═══ Records to use

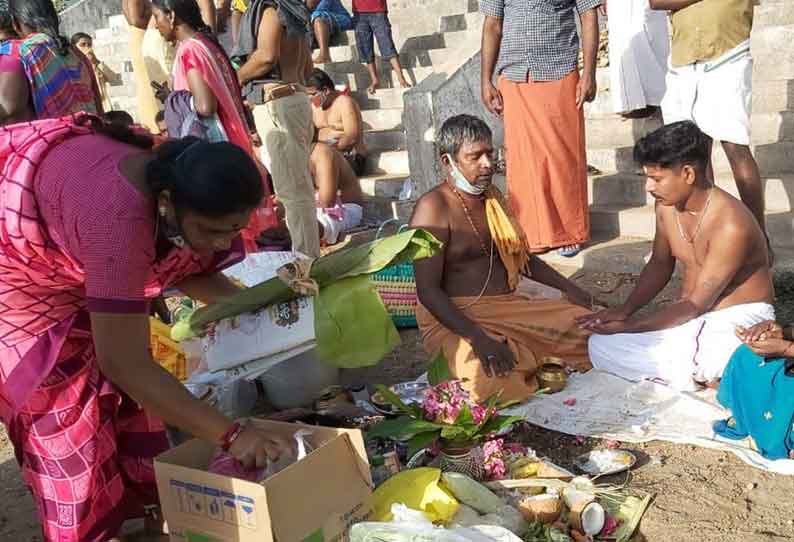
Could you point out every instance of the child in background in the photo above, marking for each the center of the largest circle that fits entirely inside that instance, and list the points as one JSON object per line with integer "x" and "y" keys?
{"x": 329, "y": 18}
{"x": 371, "y": 18}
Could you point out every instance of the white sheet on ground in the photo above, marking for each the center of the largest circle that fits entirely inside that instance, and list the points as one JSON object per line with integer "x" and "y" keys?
{"x": 610, "y": 407}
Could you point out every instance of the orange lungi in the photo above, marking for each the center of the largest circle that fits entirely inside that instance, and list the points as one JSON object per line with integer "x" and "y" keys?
{"x": 546, "y": 161}
{"x": 533, "y": 329}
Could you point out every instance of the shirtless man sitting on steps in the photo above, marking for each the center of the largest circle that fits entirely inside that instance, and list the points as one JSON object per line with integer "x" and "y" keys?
{"x": 475, "y": 306}
{"x": 727, "y": 280}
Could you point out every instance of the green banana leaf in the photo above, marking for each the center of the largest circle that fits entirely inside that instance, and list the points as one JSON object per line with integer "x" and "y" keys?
{"x": 353, "y": 327}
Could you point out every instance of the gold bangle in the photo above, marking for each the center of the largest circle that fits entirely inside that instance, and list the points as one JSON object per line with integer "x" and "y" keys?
{"x": 785, "y": 352}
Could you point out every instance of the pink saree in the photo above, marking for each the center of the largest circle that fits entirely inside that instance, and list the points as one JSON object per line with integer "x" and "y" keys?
{"x": 201, "y": 54}
{"x": 85, "y": 448}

══════

## Your instructions
Output these and nothing else: the lines from the one holding "Could you point out every instance of the shirtless" through the final line of the entries above, exactly as they appear.

## Finished exercise
Could you point out every instance of the shirtless man sitting on steps in the photo above, marking for each the center of the largest circle that fits entirely inside that instance, and list the points as one JSON object per line with integer "x" and "y" keys?
{"x": 475, "y": 306}
{"x": 727, "y": 280}
Could you point out every instance of the green banana leaf in the photo above, marking for each the center of the largest circle that fits entirely inside that instance, and list the points as one JSON object per line with integer "x" and "y" keys?
{"x": 353, "y": 327}
Could you point out every instance of the gold bangle in the photo above, marking for each the center of the largest circle that fits entirely inside that instance, and list the points as one JSON object per line with integer "x" and "y" keys?
{"x": 785, "y": 352}
Could you point out every instance of the pink saree in the photo above, marking for each the center of the largest circle that fits entirely inside that instance, and list the points as one JSON object per line with integer "x" and "y" keys?
{"x": 201, "y": 54}
{"x": 85, "y": 448}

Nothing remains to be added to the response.